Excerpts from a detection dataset

^^^^^^^^^^^^^^^^

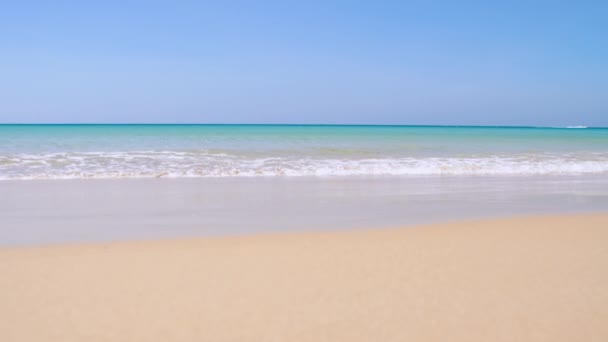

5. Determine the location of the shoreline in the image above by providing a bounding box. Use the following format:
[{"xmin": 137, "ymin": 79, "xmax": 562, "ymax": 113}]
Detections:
[
  {"xmin": 0, "ymin": 176, "xmax": 608, "ymax": 247},
  {"xmin": 0, "ymin": 212, "xmax": 608, "ymax": 341}
]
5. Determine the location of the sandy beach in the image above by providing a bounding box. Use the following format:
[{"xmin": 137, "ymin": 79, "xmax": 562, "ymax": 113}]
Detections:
[{"xmin": 0, "ymin": 214, "xmax": 608, "ymax": 342}]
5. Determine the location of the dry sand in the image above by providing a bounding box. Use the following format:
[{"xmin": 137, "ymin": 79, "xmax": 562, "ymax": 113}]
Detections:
[{"xmin": 0, "ymin": 214, "xmax": 608, "ymax": 342}]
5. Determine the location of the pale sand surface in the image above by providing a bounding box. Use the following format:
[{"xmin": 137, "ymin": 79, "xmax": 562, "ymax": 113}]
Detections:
[{"xmin": 0, "ymin": 214, "xmax": 608, "ymax": 342}]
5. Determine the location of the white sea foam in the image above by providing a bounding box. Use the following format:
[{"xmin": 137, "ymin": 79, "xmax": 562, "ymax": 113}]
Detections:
[{"xmin": 0, "ymin": 151, "xmax": 608, "ymax": 180}]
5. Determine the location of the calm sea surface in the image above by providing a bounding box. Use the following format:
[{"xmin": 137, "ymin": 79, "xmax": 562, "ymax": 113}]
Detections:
[{"xmin": 0, "ymin": 125, "xmax": 608, "ymax": 180}]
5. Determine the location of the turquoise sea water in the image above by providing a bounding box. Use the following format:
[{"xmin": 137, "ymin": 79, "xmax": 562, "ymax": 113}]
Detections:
[{"xmin": 0, "ymin": 125, "xmax": 608, "ymax": 180}]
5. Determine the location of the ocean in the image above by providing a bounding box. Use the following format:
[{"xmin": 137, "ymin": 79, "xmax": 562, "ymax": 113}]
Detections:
[{"xmin": 0, "ymin": 124, "xmax": 608, "ymax": 180}]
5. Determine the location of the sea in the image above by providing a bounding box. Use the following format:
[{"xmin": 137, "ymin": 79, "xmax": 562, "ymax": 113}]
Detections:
[
  {"xmin": 0, "ymin": 124, "xmax": 608, "ymax": 180},
  {"xmin": 0, "ymin": 125, "xmax": 608, "ymax": 246}
]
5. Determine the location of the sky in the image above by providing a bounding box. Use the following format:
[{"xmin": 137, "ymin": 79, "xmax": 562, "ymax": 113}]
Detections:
[{"xmin": 0, "ymin": 0, "xmax": 608, "ymax": 126}]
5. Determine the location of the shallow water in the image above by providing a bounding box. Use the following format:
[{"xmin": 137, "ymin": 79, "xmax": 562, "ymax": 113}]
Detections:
[
  {"xmin": 0, "ymin": 125, "xmax": 608, "ymax": 180},
  {"xmin": 0, "ymin": 175, "xmax": 608, "ymax": 246}
]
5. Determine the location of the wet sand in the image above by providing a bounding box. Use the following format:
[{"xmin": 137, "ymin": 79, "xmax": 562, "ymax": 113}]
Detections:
[{"xmin": 0, "ymin": 214, "xmax": 608, "ymax": 342}]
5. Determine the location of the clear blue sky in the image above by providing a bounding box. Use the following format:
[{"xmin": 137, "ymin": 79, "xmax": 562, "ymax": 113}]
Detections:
[{"xmin": 0, "ymin": 0, "xmax": 608, "ymax": 126}]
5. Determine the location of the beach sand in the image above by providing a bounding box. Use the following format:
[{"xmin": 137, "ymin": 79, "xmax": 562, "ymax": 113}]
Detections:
[{"xmin": 0, "ymin": 214, "xmax": 608, "ymax": 342}]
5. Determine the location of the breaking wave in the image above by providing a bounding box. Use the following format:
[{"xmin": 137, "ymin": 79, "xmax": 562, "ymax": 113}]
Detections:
[{"xmin": 0, "ymin": 151, "xmax": 608, "ymax": 180}]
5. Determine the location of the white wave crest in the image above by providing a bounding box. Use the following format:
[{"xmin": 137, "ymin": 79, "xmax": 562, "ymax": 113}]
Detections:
[{"xmin": 0, "ymin": 151, "xmax": 608, "ymax": 180}]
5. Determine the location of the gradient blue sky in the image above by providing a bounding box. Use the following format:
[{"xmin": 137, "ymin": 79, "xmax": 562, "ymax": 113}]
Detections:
[{"xmin": 0, "ymin": 1, "xmax": 608, "ymax": 126}]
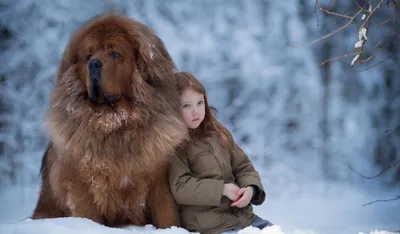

^^^^^^^^^^^^^^^^

WHAT THE TASK ASKS
Reproduce all the items above word for word, leaving out the pictures.

THE RESULT
5. Determine the location of the shoreline in the image above by providing a bounding box. Use the following format:
[{"xmin": 137, "ymin": 79, "xmax": 562, "ymax": 113}]
Detections:
[
  {"xmin": 0, "ymin": 176, "xmax": 608, "ymax": 247},
  {"xmin": 0, "ymin": 212, "xmax": 608, "ymax": 341}
]
5. Determine the location of the sandy beach in the image above by providing a bounding box. Use the following format:
[{"xmin": 137, "ymin": 79, "xmax": 562, "ymax": 113}]
Detections:
[{"xmin": 0, "ymin": 214, "xmax": 608, "ymax": 342}]
5. Determine the location of the dry sand in the image above by providing a bounding box. Use the following format:
[{"xmin": 137, "ymin": 79, "xmax": 562, "ymax": 113}]
Detections:
[{"xmin": 0, "ymin": 214, "xmax": 608, "ymax": 342}]
5. Determine the location of the pale sand surface in the image above by providing a bounding box. Use the following format:
[{"xmin": 137, "ymin": 79, "xmax": 562, "ymax": 113}]
Detections:
[{"xmin": 0, "ymin": 214, "xmax": 608, "ymax": 342}]
5. Determine the location of the white sea foam in the image above by providing a bounding box. Use the following format:
[{"xmin": 137, "ymin": 79, "xmax": 562, "ymax": 113}]
Detections:
[{"xmin": 0, "ymin": 151, "xmax": 608, "ymax": 180}]
5. Determine the location of the calm sea surface in the image above by providing a bounding box. Use the following format:
[{"xmin": 137, "ymin": 79, "xmax": 562, "ymax": 113}]
Detections:
[{"xmin": 0, "ymin": 125, "xmax": 608, "ymax": 180}]
5. Determine the location of the turquoise sea water in the image above by providing a bounding box. Use the following format:
[{"xmin": 137, "ymin": 79, "xmax": 562, "ymax": 113}]
Detections:
[{"xmin": 0, "ymin": 125, "xmax": 608, "ymax": 180}]
5. Determine the location of the ocean in the image above by providing a bounding box. Use the following format:
[{"xmin": 137, "ymin": 79, "xmax": 562, "ymax": 113}]
Detections:
[{"xmin": 0, "ymin": 124, "xmax": 608, "ymax": 180}]
5. Determine the location of the sea in the image above by providing a bounding box. Use the following format:
[{"xmin": 137, "ymin": 79, "xmax": 562, "ymax": 113}]
Detections:
[
  {"xmin": 0, "ymin": 124, "xmax": 608, "ymax": 180},
  {"xmin": 0, "ymin": 125, "xmax": 608, "ymax": 246}
]
5. Determine the location of the sky in the image above by providing a bounding box. Use the following format:
[{"xmin": 137, "ymin": 79, "xmax": 562, "ymax": 113}]
Detections:
[{"xmin": 0, "ymin": 0, "xmax": 608, "ymax": 126}]
5. Determine the location of the shallow water in the image above by providing a bounding box. Use the following format:
[{"xmin": 137, "ymin": 79, "xmax": 562, "ymax": 113}]
Detections:
[
  {"xmin": 0, "ymin": 125, "xmax": 608, "ymax": 180},
  {"xmin": 0, "ymin": 175, "xmax": 608, "ymax": 246}
]
5. Determine the location of the wet sand in the image above by providing a bounding box. Use the following format:
[{"xmin": 137, "ymin": 79, "xmax": 562, "ymax": 113}]
Detections:
[{"xmin": 0, "ymin": 214, "xmax": 608, "ymax": 342}]
5. Determine the location of the clear blue sky in the image above by providing a bounding box. Use the following format:
[{"xmin": 137, "ymin": 79, "xmax": 562, "ymax": 113}]
Detections:
[{"xmin": 0, "ymin": 0, "xmax": 608, "ymax": 126}]
5. Determine the location of the beach sand in the image above by providing a bounding box. Use the following format:
[{"xmin": 137, "ymin": 79, "xmax": 562, "ymax": 113}]
Detections:
[{"xmin": 0, "ymin": 214, "xmax": 608, "ymax": 342}]
5. Determine the location of the breaking wave in the image above by providing a bounding box. Use the following format:
[{"xmin": 137, "ymin": 79, "xmax": 562, "ymax": 113}]
Detections:
[{"xmin": 0, "ymin": 151, "xmax": 608, "ymax": 180}]
5. Determine the location of the white wave crest in the image above by providing a bounding box. Use the following format:
[{"xmin": 137, "ymin": 79, "xmax": 562, "ymax": 113}]
Detections:
[{"xmin": 0, "ymin": 151, "xmax": 608, "ymax": 180}]
5. Determine the location of the gradient blue sky in the image above by providing a bounding box. Use the following format:
[{"xmin": 137, "ymin": 79, "xmax": 562, "ymax": 113}]
Detections:
[{"xmin": 0, "ymin": 1, "xmax": 608, "ymax": 126}]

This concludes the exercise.